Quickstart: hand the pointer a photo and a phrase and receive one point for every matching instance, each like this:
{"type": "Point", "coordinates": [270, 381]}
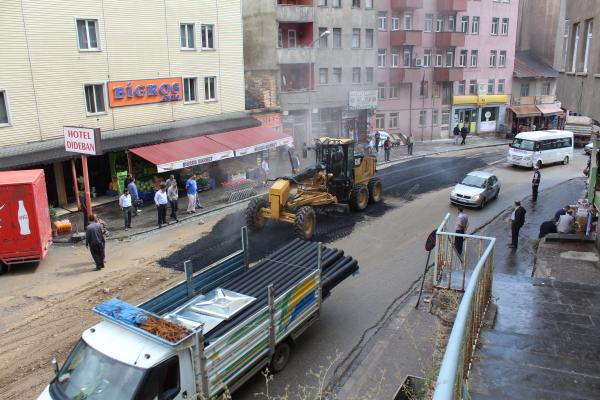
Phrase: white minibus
{"type": "Point", "coordinates": [541, 148]}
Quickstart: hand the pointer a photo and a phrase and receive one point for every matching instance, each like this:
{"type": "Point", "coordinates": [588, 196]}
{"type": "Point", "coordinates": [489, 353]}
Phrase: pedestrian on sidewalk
{"type": "Point", "coordinates": [535, 182]}
{"type": "Point", "coordinates": [161, 201]}
{"type": "Point", "coordinates": [125, 204]}
{"type": "Point", "coordinates": [191, 188]}
{"type": "Point", "coordinates": [94, 240]}
{"type": "Point", "coordinates": [387, 148]}
{"type": "Point", "coordinates": [517, 220]}
{"type": "Point", "coordinates": [173, 196]}
{"type": "Point", "coordinates": [460, 226]}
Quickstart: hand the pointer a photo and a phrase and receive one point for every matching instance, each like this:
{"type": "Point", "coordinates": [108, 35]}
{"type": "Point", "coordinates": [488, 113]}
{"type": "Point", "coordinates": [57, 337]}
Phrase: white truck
{"type": "Point", "coordinates": [236, 319]}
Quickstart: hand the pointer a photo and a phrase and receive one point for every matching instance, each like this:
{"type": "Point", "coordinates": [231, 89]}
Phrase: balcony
{"type": "Point", "coordinates": [443, 40]}
{"type": "Point", "coordinates": [406, 38]}
{"type": "Point", "coordinates": [445, 74]}
{"type": "Point", "coordinates": [451, 6]}
{"type": "Point", "coordinates": [406, 4]}
{"type": "Point", "coordinates": [295, 13]}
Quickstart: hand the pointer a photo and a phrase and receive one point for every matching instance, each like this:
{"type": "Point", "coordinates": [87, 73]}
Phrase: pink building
{"type": "Point", "coordinates": [443, 63]}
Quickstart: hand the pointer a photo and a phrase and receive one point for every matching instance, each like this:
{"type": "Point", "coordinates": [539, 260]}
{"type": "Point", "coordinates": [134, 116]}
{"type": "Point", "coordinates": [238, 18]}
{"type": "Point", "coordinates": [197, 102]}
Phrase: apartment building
{"type": "Point", "coordinates": [141, 73]}
{"type": "Point", "coordinates": [319, 56]}
{"type": "Point", "coordinates": [443, 63]}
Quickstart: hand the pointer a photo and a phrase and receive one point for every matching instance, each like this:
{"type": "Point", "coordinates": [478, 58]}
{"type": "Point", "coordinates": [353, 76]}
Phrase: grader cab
{"type": "Point", "coordinates": [340, 180]}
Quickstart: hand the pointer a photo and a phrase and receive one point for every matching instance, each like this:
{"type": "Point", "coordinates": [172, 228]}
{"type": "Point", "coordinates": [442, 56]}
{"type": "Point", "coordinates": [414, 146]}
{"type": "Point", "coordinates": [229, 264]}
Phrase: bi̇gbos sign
{"type": "Point", "coordinates": [144, 91]}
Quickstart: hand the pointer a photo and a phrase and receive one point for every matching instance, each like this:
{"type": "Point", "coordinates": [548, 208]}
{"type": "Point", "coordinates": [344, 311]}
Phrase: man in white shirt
{"type": "Point", "coordinates": [125, 204]}
{"type": "Point", "coordinates": [161, 201]}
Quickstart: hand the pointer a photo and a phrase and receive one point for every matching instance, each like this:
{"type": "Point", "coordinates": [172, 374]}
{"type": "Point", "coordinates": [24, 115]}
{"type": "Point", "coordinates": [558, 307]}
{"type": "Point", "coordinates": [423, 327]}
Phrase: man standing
{"type": "Point", "coordinates": [161, 201]}
{"type": "Point", "coordinates": [125, 204]}
{"type": "Point", "coordinates": [535, 182]}
{"type": "Point", "coordinates": [517, 220]}
{"type": "Point", "coordinates": [461, 225]}
{"type": "Point", "coordinates": [94, 240]}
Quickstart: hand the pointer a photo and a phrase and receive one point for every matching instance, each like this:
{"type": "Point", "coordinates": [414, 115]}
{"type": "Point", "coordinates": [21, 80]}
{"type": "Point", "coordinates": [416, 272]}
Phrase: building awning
{"type": "Point", "coordinates": [549, 109]}
{"type": "Point", "coordinates": [527, 110]}
{"type": "Point", "coordinates": [183, 153]}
□ □ □ □ □ □ □
What is needed: To complete the exercise, return the listing above exactly and omit its pictures.

Finished exercise:
Quickstart: hand the pointer a photo and a phrase and receive one point for every matching instance, each like this:
{"type": "Point", "coordinates": [270, 381]}
Phrase: white minibus
{"type": "Point", "coordinates": [541, 148]}
Quickstart: hand the pointer a photo and a phrase and receive one point for every matching instance, each like this:
{"type": "Point", "coordinates": [588, 196]}
{"type": "Point", "coordinates": [489, 353]}
Phrase: pedestrian on sidewalk
{"type": "Point", "coordinates": [535, 182]}
{"type": "Point", "coordinates": [161, 201]}
{"type": "Point", "coordinates": [125, 204]}
{"type": "Point", "coordinates": [191, 188]}
{"type": "Point", "coordinates": [94, 240]}
{"type": "Point", "coordinates": [387, 148]}
{"type": "Point", "coordinates": [517, 220]}
{"type": "Point", "coordinates": [173, 196]}
{"type": "Point", "coordinates": [460, 226]}
Quickstart: hand the pointer a photo and a phrase and receive one point for every matching instance, each like this:
{"type": "Point", "coordinates": [108, 35]}
{"type": "Point", "coordinates": [488, 113]}
{"type": "Point", "coordinates": [57, 337]}
Phrase: white truck
{"type": "Point", "coordinates": [236, 319]}
Quickstart: hand the pointer a photo and a phrase and receive one point for every matching instance, each like this:
{"type": "Point", "coordinates": [231, 89]}
Phrase: balcony
{"type": "Point", "coordinates": [443, 40]}
{"type": "Point", "coordinates": [406, 38]}
{"type": "Point", "coordinates": [445, 74]}
{"type": "Point", "coordinates": [451, 6]}
{"type": "Point", "coordinates": [406, 4]}
{"type": "Point", "coordinates": [295, 13]}
Quickstart: hand the pointer a photo and a phrase and receive one point for every matching instance, each like this:
{"type": "Point", "coordinates": [87, 73]}
Phrase: pink building
{"type": "Point", "coordinates": [443, 63]}
Quickstart: hand the pointer a photo and a phrase and receive one point for every matching instance, each like this:
{"type": "Point", "coordinates": [539, 260]}
{"type": "Point", "coordinates": [134, 116]}
{"type": "Point", "coordinates": [238, 18]}
{"type": "Point", "coordinates": [197, 102]}
Phrase: apartment building
{"type": "Point", "coordinates": [141, 73]}
{"type": "Point", "coordinates": [319, 56]}
{"type": "Point", "coordinates": [443, 63]}
Quickstart: hand the pointer a photo and a phrase and receive one point for every matching instance, each like this:
{"type": "Point", "coordinates": [478, 58]}
{"type": "Point", "coordinates": [353, 76]}
Phrase: grader cab
{"type": "Point", "coordinates": [340, 180]}
Quickstart: hand the pointer a photo and a phrase and receive one point for every matching instance, each like this:
{"type": "Point", "coordinates": [172, 228]}
{"type": "Point", "coordinates": [442, 56]}
{"type": "Point", "coordinates": [414, 146]}
{"type": "Point", "coordinates": [229, 264]}
Phrase: bi̇gbos sign
{"type": "Point", "coordinates": [144, 91]}
Quickstart: hand the pointer a photo and a phrase and receive one point for every matching instance, each like this:
{"type": "Point", "coordinates": [548, 208]}
{"type": "Point", "coordinates": [344, 311]}
Phrase: man in white shirt
{"type": "Point", "coordinates": [125, 204]}
{"type": "Point", "coordinates": [161, 201]}
Quickstart: hand the pointer a photo and a phrase and receive one point for every matching instance, each like this:
{"type": "Point", "coordinates": [172, 374]}
{"type": "Point", "coordinates": [24, 115]}
{"type": "Point", "coordinates": [558, 307]}
{"type": "Point", "coordinates": [423, 327]}
Phrase: man standing
{"type": "Point", "coordinates": [161, 201]}
{"type": "Point", "coordinates": [125, 204]}
{"type": "Point", "coordinates": [535, 182]}
{"type": "Point", "coordinates": [517, 220]}
{"type": "Point", "coordinates": [461, 225]}
{"type": "Point", "coordinates": [94, 240]}
Quickstart: hand the pointer a photo and a phrase and receive one point for every matching instance, each like this:
{"type": "Point", "coordinates": [414, 115]}
{"type": "Point", "coordinates": [21, 80]}
{"type": "Point", "coordinates": [416, 272]}
Phrase: building awning
{"type": "Point", "coordinates": [549, 109]}
{"type": "Point", "coordinates": [527, 110]}
{"type": "Point", "coordinates": [183, 153]}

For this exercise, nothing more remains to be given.